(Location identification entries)
********************
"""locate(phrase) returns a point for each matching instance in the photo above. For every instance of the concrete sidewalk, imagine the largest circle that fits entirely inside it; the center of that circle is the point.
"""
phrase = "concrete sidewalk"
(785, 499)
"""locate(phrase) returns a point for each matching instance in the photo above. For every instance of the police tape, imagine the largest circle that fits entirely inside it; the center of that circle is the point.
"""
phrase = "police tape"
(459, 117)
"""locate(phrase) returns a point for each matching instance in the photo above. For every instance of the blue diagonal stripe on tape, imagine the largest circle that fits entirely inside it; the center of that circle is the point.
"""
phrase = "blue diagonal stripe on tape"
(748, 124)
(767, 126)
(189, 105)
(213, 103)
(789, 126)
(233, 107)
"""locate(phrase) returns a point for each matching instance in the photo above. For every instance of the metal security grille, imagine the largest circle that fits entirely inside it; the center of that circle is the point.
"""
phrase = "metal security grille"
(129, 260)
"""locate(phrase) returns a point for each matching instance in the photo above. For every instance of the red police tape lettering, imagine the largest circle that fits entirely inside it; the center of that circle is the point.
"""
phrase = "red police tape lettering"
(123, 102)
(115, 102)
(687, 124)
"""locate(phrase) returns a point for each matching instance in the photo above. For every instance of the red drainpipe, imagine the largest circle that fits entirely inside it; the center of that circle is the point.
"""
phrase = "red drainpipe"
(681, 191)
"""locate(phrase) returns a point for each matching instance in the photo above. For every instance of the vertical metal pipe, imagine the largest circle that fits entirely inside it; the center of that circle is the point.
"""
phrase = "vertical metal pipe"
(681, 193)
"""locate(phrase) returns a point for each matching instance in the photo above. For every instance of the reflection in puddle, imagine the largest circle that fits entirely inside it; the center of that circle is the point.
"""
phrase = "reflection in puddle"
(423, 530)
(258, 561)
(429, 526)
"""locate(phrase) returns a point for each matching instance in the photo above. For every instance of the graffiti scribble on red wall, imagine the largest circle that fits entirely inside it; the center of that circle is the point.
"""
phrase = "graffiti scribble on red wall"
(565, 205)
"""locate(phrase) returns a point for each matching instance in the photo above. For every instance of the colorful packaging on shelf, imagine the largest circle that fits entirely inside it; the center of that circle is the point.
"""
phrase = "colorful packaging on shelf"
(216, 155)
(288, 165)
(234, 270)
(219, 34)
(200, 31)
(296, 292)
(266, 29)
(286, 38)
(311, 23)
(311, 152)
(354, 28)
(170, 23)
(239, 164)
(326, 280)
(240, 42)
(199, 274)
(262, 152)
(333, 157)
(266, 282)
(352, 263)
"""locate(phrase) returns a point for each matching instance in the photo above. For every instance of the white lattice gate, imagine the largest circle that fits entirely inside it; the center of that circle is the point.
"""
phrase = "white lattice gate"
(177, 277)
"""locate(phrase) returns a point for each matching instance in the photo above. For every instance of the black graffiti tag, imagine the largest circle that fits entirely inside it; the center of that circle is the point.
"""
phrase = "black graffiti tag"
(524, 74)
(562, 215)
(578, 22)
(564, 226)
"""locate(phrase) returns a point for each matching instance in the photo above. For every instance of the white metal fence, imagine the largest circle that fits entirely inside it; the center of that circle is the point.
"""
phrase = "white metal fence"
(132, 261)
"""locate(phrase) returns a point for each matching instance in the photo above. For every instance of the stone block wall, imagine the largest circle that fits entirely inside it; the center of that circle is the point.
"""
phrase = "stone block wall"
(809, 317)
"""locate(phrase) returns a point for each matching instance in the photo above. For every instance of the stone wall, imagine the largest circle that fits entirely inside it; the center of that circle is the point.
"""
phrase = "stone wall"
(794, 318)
********************
- [What you have to do]: Reproduce the records above exactly as they appear.

- [Output]:
"""locate(phrase) returns a point for each matching instance in the photo above. For every instance of the concrete sidewalk, imagine the largest circle that fits entirely inside it; the center of that circle is the point.
"""
phrase = "concrete sidewalk"
(785, 499)
"""locate(phrase) returns a point for each matching instance in the photo above. For every instance of the police tape, imagine the largest circle that fits entirely inside it; the center of that circle is the point.
"""
phrase = "police tape"
(459, 117)
"""locate(phrase) returns a point for each matching instance in the photo above. For every instance of the blue diagonal stripe on tape, imagine the largest circle that fits entirely inside it; the center of that circle is the point.
"""
phrase = "blue diagonal stripe on tape"
(748, 124)
(767, 126)
(189, 105)
(213, 103)
(789, 126)
(233, 107)
"""locate(phrase) returns a point for each matching instance in the photo above. For every instance of the metal security grille, imagine the largest circle that fits entirely inside it; the center of that circle is the point.
"""
phrase = "metal security grille"
(129, 260)
"""locate(phrase) returns a point for each matching instance in the photo above. For every instance of the red police tape lettering, imagine the largest circle that fits entirely inside it; the center of that circle is the point.
"""
phrase = "red police tape lettering"
(123, 102)
(115, 102)
(687, 124)
"""locate(phrase) returns a point for each matching instance in the photo above. For every instance of the red drainpipe, imagine the largest circle that fits entirely inside it; the center of that circle is the point.
"""
phrase = "red drainpipe"
(681, 191)
"""locate(phrase) returns a point for each matching instance in the photo above. For every instance of the vertical metal pipe, imagine the largest circle that fits entirely inside it; the center of that circle is the point.
"""
phrase = "vertical metal pipe"
(681, 193)
"""locate(phrase) returns a point for each matching instance in the photo above. For every instance of the reflection in puddle, imagine the largest circle that fits entirely inside it; the center of that circle is the point.
"""
phrase = "reflection in puddle"
(423, 530)
(258, 561)
(429, 526)
"""locate(phrase) returns a point for each matching instance in the photo above. For every instance of the graffiti scribble on red wall, imagine the largest circle that fits entirely inside it; the center of that circle is the point.
"""
phrase = "graffiti scribble on red wall"
(565, 205)
"""locate(phrase) returns a point for each matching instance in the photo above. For every instance of the colorful packaging on shelf, imagine the largest circle that fits entirely inside it; the center of that circle is the point.
"""
phrase = "colorful packaging on shelf"
(216, 155)
(288, 165)
(234, 270)
(219, 34)
(200, 31)
(296, 292)
(266, 29)
(286, 38)
(311, 23)
(311, 152)
(354, 28)
(170, 23)
(239, 164)
(326, 280)
(240, 42)
(199, 274)
(262, 152)
(333, 157)
(266, 282)
(352, 263)
"""locate(phrase) returns a point for each matching instance in the photo above. For every instance of the white lattice gate, imagine the largest circle that fits entirely inside it; the center of that circle is the point.
"""
phrase = "white lattice gate"
(177, 277)
"""locate(phrase) returns a point for each matching instance in the photo above. For every instance of the black graffiti tag, imagine the largest circle that fits entirely inside it; the center of that circle is the point.
"""
phrase = "black graffiti tag"
(524, 74)
(562, 215)
(578, 22)
(564, 226)
"""locate(phrase) returns a point for each matching instance in the photo above. For every instance of the white metal fence, imagine the largest circle that fits entirely inside it; the center of that circle is the point.
"""
phrase = "white metal fence"
(132, 261)
"""locate(phrase) returns a point for each matching instance in the photo above. For every instance of the stone block wall, imagine the largest circle that fits entirely inside it; the center of that circle is the point.
"""
phrase = "stone block wall"
(809, 317)
"""locate(phrase) returns a point for each matching instance in the photo above. For every instance of the stone wall, imagine the largest circle that fits entirely inside it; the center of that circle is the point.
"""
phrase = "stone wall"
(794, 318)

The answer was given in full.